### Text segment:
##############################

Earlier this month, we covered the federal investigation into a boat fire that claimed dozens of lives in California. “Conception,” a diving tour boat, burst into flames along the coast of Santa Cruz Island during the middle of the night. Five crew members were able to escape but 34 others, who were sleeping below deck at the time the fire began, were not so lucky. Federal agencies, including the Bureau of Alcohol, Tobacco, Firearms and Explosives, and the U.S. Coast Guard had conducted multiple searches of the boat owner’s premises, seeking information related to training, safety, and maintenance records.
As the investigation into what caused the fire continues, many are suggesting that the proliferation of electronic devices being charged may have been a contributing factor. The Los Angeles Times is reporting that the investigation is currently focused on a series of outlets in the ship’s galley, into which the passengers plugged their electronic devices. According to the report, the ship was constructed in the 1980s and was not equipped to handle numerous personal electronic devices, a common requirement for ship passengers today. While it has not come out to definitively pin the fire on faulty outlets, the US Coast Guard did issue a safety bulletin, warning owners of passenger vessels that they should immediately urge crews to “reduce potential fire hazards and consider limiting the unsupervised charging of lithium-ion batteries and extensive use of power strips and extension cords.”
Anticipating litigation arising from the fire, the shipowner filed for protection under the Limitation of Liability Act of 1851, arguing that it should not compensate any of the victims’ families for the fire. The company obviously expects to face lawsuits from loved ones of those who lost their lives in the fire. However, this week, a survivor of the fire has filed suit against the shipowner.
Ryan Sims had been working as a steward on the Conception for about three weeks prior to the fire. He filed a claim against the owner of the ship, claiming that the company was negligent because they failed to properly train crew members, did not provide adequate safety and medical equipment, failed to inspect the vessel, and several other claims. He is seeking punitive damages, attorney fees and medical costs from his injuries. According to the claim, he suffered serious physical injuries. He was forced to jump overboard when the fire started, and this resulted in a fractured leg, an injured his back, in addition to neck injuries.
The National Transportation Safety Board issued a preliminary report that disclosed that the vessel did not have a crewmember on overnight watch, something that was required under the ship’s certification to operate.

##############################

### Study material:

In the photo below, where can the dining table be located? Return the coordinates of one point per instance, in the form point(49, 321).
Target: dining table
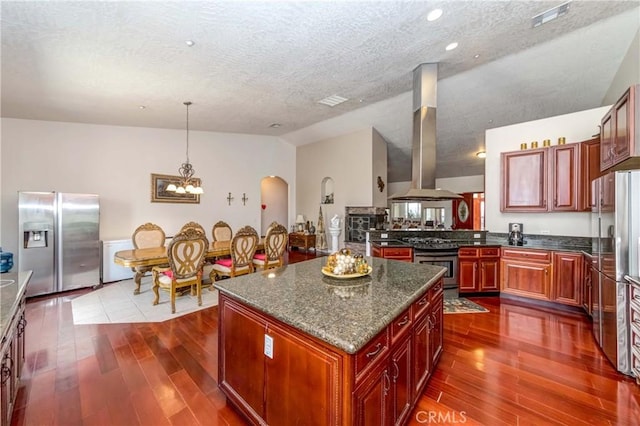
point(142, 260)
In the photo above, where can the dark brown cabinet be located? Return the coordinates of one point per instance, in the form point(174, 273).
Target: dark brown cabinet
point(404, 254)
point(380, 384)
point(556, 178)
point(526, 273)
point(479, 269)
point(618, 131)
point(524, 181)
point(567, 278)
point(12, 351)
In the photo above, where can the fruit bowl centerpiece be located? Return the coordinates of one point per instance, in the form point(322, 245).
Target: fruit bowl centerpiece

##############################

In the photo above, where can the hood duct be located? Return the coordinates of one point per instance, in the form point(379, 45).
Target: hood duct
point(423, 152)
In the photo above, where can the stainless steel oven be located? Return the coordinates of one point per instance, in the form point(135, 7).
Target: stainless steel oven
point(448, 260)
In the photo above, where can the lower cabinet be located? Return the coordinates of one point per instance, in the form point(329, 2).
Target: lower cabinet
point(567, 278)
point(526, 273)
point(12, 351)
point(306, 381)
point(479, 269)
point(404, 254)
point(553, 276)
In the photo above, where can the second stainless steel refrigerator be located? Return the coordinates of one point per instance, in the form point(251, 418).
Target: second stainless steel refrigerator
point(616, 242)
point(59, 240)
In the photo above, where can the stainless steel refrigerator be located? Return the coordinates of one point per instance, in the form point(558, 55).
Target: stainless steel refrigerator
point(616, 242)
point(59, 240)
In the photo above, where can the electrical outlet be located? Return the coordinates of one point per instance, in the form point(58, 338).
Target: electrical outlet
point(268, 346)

##############################

### What the task asks:
Can you restate word for word the part of the Conception fire article from "Ryan Sims had" down to "to neck injuries."? The records have nothing to do with what comes next.

### Completed task:
Ryan Sims had been working as a steward on the Conception for about three weeks prior to the fire. He filed a claim against the owner of the ship, claiming that the company was negligent because they failed to properly train crew members, did not provide adequate safety and medical equipment, failed to inspect the vessel, and several other claims. He is seeking punitive damages, attorney fees and medical costs from his injuries. According to the claim, he suffered serious physical injuries. He was forced to jump overboard when the fire started, and this resulted in a fractured leg, an injured his back, in addition to neck injuries.